→ **To do**:
Which lines in the data below contain the string "coords"? Gather every such line and copy each one in full.

Extracted data:
....

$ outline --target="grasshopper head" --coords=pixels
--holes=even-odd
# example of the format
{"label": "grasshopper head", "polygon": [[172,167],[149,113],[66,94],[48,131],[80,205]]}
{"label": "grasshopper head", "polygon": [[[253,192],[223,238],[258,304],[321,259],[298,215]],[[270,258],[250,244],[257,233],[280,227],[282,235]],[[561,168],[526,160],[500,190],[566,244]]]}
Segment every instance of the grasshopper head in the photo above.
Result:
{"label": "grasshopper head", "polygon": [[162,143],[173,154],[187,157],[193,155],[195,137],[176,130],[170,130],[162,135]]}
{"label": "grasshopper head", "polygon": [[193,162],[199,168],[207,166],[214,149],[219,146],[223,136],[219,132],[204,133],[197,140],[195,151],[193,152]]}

....

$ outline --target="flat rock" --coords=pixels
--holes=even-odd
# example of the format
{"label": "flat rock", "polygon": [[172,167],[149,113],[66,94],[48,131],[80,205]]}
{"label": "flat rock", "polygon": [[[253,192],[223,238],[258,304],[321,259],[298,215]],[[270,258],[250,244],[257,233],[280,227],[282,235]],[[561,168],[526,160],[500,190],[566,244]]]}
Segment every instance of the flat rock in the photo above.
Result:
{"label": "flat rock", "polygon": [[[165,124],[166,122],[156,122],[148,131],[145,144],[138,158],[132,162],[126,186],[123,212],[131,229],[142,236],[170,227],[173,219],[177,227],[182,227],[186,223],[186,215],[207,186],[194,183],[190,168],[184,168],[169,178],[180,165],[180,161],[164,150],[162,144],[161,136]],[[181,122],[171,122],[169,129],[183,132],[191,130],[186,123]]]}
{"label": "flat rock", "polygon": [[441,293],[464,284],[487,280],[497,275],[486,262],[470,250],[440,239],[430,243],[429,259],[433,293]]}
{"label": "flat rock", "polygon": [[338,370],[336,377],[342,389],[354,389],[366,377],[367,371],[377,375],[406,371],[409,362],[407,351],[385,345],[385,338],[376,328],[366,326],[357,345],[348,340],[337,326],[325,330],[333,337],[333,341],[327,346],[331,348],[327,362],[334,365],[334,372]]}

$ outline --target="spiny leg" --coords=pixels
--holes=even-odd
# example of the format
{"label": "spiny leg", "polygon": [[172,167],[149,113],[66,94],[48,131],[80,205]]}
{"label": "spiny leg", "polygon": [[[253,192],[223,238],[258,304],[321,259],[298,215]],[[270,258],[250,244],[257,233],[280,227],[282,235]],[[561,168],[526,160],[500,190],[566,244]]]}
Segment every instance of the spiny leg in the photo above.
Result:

....

→ **Result for this exercise**:
$ outline --target="grasshopper head" --coords=pixels
$ outline --target="flat rock" --coords=pixels
$ outline --target="spiny leg" --coords=pixels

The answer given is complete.